> _Task list_
(1) From the reply about map side joins with group by, transcribe the passage that begins at the words "On Thu, Dec" and stops after "slows it down.".
(2) Write the next part of the mailing-list thread on map side joins with group by, picking up after its final sentence.

Start of Text passage

Re: map side join with group by

Chen Song Thu, 13 Dec 2012 11:51:08 -0800

Thanks Nitin. This is all I want to clarify :)

Chen


On Thu, Dec 13, 2012 at 2:30 PM, Nitin Pawar <nitinpawar...@gmail.com>wrote:

> to improve the speed of the job they created map only joins so that all
> the records associated with a key fall to a map .. reducers slows it down.
> If the reducer has to do some more job then they launch another job.
>
> bear in mind, when we say map only join we are absolutely sure that speed
> will increase in case data in one of the tables is in the few hundred MB
> ranges. If this has to do with reduce in hand, the processing logic
> completely changes and it also slows down.
>
> Launching a new job for group by is a neat way to measure how much time
> you spent on just join and another on group by so you can easily see two
> different things.
>
> There is no way you can ask a mapjoin to launch a reducer as it is not
> supposed to do.

End of Text passage
Start of Records

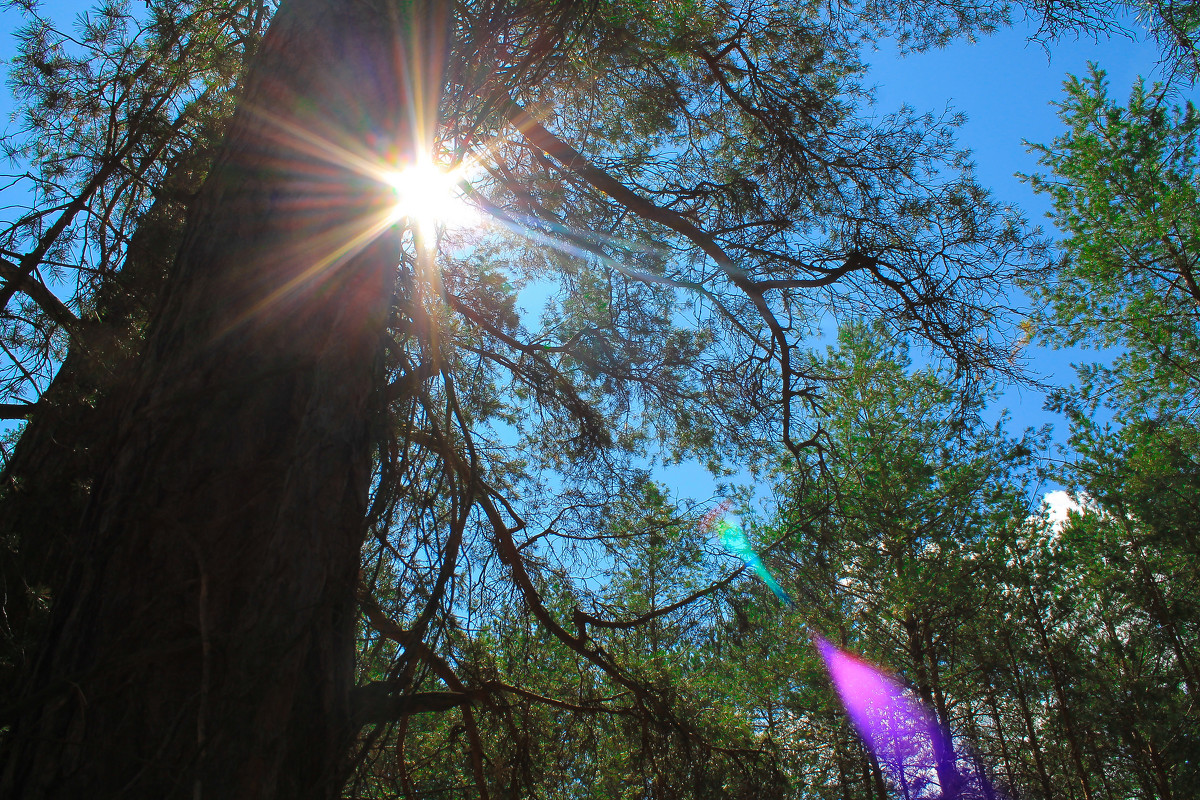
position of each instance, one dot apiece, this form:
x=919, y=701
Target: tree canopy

End of Records
Start of Records

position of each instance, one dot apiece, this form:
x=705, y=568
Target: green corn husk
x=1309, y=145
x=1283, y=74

End of Records
Start of Records

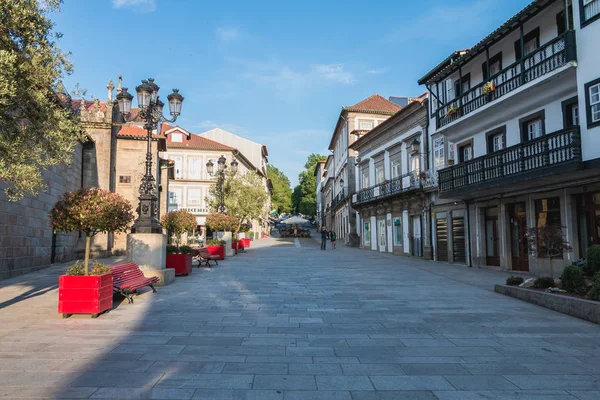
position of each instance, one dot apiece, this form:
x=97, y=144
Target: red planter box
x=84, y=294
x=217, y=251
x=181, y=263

End of Records

> _Results by task_
(1)
On Thu, Dec 13, 2012 at 2:30 PM, Nitin Pawar <nitinpawar...@gmail.com>wrote:

> to improve the speed of the job they created map only joins so that all
> the records associated with a key fall to a map .. reducers slows it down.

(2)
>
> If you have such case (may be if you think that it will improve
> performance), please feel free to raise a jira and get it reviewed. if its
> valid I think people will provide more ideas
>
>
> On Fri, Dec 14, 2012 at 12:42 AM, Chen Song <chen.song...@gmail.com>wrote:
>
>> Nitin
>>
>> Yeah. My original question is that is there a way to force Hive (or
>> rather to say, is it possible) to execute map side join at mapper phase and
>> group by in reduce phase. So instead of launching a map only job (join) and
>> map reduce job (group by), doing it altogether in a single MR job. This is
>> obviously not what Hive does but I am wondering if it is a nice feature to
>> have.
>>
>> The point you made (different keys in join and group by) only matters
>> when it is the time in reduce phase, right? As map side join takes care of
>> join at mapper phase, it sounds to me natural that group by can be done in
>> the reduce phase in the same job. The only hassle that I can think of is
>> that map output have to be resorted (based on group by keys).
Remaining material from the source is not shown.